> _Instructions for the task_
Locate the line that contains "Return one point for each instance of the surfer riding", then copy it and all later lines of the data below exactly, through the last one.
##########
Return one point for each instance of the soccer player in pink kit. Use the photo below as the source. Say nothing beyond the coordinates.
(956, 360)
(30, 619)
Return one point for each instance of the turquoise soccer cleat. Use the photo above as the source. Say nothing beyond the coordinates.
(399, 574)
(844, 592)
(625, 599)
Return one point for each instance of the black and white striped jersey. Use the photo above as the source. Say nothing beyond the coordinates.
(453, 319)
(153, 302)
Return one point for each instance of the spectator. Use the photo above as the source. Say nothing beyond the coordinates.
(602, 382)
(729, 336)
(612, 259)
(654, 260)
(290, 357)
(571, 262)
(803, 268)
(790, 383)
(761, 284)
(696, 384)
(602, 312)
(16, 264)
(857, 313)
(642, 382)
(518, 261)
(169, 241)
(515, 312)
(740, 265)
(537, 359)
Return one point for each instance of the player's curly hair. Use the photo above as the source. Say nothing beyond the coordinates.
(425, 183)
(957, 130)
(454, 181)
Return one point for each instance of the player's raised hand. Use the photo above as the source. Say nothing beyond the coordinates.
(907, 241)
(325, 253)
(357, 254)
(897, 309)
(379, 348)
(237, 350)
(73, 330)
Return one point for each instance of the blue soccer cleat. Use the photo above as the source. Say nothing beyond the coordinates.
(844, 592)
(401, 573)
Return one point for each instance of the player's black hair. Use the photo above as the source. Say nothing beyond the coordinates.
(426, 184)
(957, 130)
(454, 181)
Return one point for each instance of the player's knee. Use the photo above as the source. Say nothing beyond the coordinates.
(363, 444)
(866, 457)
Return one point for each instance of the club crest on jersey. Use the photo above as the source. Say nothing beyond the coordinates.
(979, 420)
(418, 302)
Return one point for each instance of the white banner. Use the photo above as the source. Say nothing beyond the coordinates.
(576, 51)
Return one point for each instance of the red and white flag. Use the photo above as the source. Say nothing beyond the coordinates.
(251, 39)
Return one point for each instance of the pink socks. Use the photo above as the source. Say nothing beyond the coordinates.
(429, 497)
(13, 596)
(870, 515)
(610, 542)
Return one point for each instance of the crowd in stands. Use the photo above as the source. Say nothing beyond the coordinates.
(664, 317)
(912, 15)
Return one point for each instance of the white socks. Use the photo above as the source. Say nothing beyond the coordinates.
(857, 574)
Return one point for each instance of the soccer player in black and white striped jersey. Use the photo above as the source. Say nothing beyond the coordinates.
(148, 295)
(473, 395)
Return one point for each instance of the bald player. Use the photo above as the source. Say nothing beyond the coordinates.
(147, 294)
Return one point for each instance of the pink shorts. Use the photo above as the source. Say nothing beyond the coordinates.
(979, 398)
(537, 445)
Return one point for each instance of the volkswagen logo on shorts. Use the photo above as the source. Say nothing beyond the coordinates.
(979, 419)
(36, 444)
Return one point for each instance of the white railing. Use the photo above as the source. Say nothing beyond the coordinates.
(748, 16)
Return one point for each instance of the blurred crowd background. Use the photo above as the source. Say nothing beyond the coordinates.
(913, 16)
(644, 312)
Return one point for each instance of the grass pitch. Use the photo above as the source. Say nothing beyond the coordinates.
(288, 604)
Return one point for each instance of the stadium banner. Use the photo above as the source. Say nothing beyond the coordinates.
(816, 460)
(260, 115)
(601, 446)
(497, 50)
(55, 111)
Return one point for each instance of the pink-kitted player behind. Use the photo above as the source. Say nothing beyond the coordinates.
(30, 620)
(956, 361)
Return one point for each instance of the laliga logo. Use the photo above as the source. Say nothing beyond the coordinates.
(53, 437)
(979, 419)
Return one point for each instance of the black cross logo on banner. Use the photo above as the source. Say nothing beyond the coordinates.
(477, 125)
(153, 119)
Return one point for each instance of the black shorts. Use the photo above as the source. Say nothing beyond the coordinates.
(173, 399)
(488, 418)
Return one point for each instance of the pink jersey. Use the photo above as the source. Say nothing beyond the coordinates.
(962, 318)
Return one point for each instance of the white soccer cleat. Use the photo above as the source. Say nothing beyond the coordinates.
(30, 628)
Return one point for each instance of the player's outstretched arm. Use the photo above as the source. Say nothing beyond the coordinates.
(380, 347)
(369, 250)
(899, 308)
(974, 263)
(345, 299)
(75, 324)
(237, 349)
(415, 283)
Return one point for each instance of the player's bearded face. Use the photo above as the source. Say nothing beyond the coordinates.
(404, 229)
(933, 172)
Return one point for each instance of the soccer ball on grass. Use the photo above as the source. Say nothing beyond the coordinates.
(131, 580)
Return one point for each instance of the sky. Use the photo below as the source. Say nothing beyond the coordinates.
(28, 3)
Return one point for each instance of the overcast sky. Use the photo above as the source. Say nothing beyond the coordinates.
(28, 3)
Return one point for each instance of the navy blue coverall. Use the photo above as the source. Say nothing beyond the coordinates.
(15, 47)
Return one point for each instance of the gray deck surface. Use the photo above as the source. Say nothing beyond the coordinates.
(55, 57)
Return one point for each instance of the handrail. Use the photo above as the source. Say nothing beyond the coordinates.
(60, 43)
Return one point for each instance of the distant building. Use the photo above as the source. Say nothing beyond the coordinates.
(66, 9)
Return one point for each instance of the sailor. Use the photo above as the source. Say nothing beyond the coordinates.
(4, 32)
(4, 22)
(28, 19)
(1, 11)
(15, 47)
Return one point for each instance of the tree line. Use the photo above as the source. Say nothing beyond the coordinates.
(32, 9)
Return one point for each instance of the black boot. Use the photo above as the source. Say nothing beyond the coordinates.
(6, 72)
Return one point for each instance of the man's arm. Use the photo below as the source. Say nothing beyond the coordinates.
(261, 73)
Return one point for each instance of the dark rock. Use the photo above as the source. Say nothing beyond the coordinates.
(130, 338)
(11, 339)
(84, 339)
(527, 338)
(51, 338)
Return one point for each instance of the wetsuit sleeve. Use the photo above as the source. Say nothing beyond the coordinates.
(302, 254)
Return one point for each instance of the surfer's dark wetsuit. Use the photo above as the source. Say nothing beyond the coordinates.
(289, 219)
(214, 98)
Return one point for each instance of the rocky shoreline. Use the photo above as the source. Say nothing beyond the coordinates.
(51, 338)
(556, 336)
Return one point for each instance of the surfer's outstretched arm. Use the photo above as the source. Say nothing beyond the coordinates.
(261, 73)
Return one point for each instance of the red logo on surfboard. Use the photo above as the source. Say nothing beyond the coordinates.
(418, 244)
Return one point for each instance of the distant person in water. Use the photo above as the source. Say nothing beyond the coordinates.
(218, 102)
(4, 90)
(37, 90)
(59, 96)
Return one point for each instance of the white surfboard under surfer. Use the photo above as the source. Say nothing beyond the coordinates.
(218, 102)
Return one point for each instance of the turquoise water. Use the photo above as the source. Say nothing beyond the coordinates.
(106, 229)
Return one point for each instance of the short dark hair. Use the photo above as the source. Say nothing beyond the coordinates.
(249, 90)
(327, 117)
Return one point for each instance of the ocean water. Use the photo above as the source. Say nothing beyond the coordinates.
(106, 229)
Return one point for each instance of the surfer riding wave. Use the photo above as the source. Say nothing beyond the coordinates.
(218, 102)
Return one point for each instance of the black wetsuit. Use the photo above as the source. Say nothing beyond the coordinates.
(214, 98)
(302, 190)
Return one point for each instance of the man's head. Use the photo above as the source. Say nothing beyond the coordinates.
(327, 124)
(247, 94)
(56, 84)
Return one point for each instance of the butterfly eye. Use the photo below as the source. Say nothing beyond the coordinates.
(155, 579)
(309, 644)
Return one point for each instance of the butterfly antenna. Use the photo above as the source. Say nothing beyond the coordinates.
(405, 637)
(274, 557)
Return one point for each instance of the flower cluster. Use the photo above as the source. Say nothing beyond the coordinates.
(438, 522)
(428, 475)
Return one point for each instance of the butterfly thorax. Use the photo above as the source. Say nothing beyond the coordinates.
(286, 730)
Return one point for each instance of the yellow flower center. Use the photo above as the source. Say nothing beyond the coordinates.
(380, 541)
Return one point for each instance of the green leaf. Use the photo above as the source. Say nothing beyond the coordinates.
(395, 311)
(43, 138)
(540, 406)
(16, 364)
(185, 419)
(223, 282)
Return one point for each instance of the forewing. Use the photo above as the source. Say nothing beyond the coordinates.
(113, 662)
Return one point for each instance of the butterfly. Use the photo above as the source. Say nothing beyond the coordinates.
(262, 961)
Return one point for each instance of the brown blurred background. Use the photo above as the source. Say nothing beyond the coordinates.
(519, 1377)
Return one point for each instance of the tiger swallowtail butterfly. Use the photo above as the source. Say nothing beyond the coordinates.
##########
> _Task answer_
Return one point for each instance of the surfer riding wave. Use the photo above as the source. Say nothing beyond the coordinates.
(218, 102)
Return one point for each instance of the black wetsuit. Use the photo above as the source. Say nothing beyond the coordinates.
(214, 98)
(302, 190)
Return one point for each instance of the man's head. Use the photo above as the source. Say nothing beyond the coordinates.
(327, 124)
(247, 94)
(56, 84)
Return one point for each instance of the butterfly eye. Use the photo below as the source. Say nothing beyond the coordinates.
(155, 579)
(309, 644)
Return one point for each instance of the butterfly antenna. Use the photo above as the source. Say nothing beyond the coordinates.
(405, 637)
(274, 557)
Return one point for each instance of the flower cluster. Use the photo above as the source. Say nothing beyond the coordinates.
(438, 522)
(428, 475)
Return one point for each instance of the butterfly thorax. Use the photo above as the source. Say nothing beyond the coordinates.
(286, 730)
Return one point for each instance of the yellow flower center. Use the photo above as the source. Say nothing beyond the coordinates.
(380, 541)
Return one point for each instance of the green leaf. Use the photo above as the source. Say nothing beyond the coordinates.
(395, 311)
(43, 138)
(540, 406)
(16, 364)
(185, 419)
(223, 282)
Return one point for each instance of the forewing. Use the photo above as the source. Say nothing beyond the coordinates.
(113, 662)
Return one point for each instance of the butterfly. Use the photo above as the source. Say nothing beyond the coordinates.
(262, 961)
Return one point for each instance of the brown blurred background. Use the photo above as the source. Say nothing beyond the coordinates.
(519, 1377)
Return one point for each instance of the tiger swallowtail butterfly. Use the photo above as the source. Say nothing beyond the coordinates.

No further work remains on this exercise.